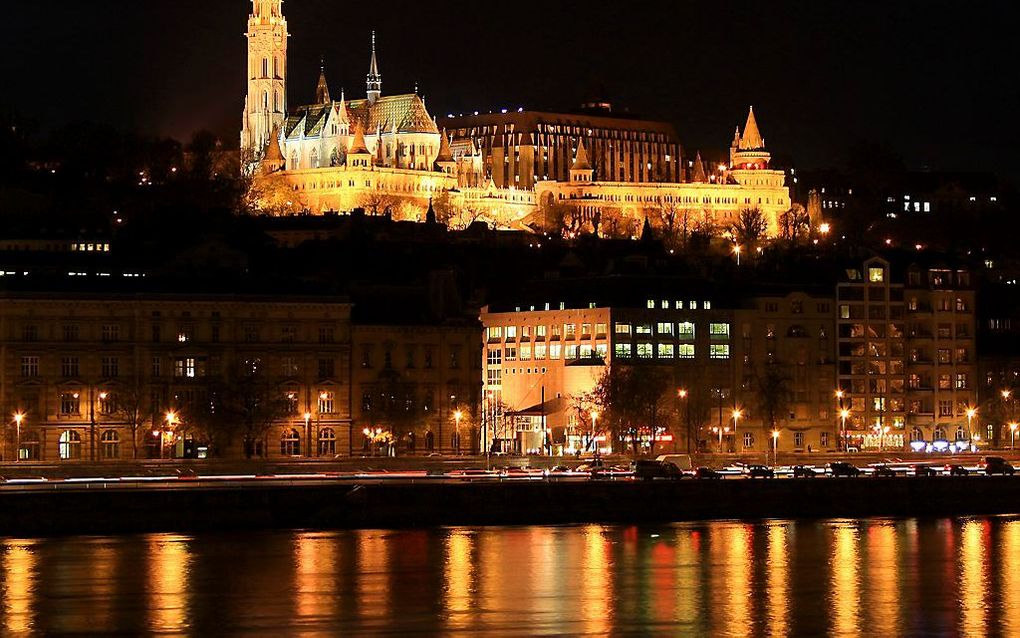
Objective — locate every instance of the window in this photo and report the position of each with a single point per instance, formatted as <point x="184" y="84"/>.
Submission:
<point x="110" y="366"/>
<point x="69" y="445"/>
<point x="69" y="366"/>
<point x="70" y="403"/>
<point x="327" y="442"/>
<point x="110" y="333"/>
<point x="718" y="331"/>
<point x="718" y="351"/>
<point x="30" y="365"/>
<point x="251" y="333"/>
<point x="326" y="402"/>
<point x="110" y="444"/>
<point x="290" y="443"/>
<point x="185" y="367"/>
<point x="685" y="331"/>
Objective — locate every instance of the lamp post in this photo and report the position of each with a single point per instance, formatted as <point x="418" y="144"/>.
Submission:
<point x="736" y="414"/>
<point x="171" y="418"/>
<point x="18" y="418"/>
<point x="456" y="420"/>
<point x="844" y="414"/>
<point x="838" y="396"/>
<point x="682" y="393"/>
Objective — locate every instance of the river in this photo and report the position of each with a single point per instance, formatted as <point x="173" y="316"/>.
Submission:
<point x="847" y="578"/>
_ _ _ _ _
▶ Assigned task: Which lines of the data include the string "this"? Copy each of them.

▶ Answer section:
Objective — locate every instance of the window in this photo and report the position of each with a single point per instance, formatted as <point x="184" y="84"/>.
Objective — locate every instance of the lamp post in this photo and report the position of each with a single point per instance, formatted as <point x="418" y="144"/>.
Objective — locate every instance of the river in this photo and report the position of each with a single point per instance, formatted as <point x="173" y="316"/>.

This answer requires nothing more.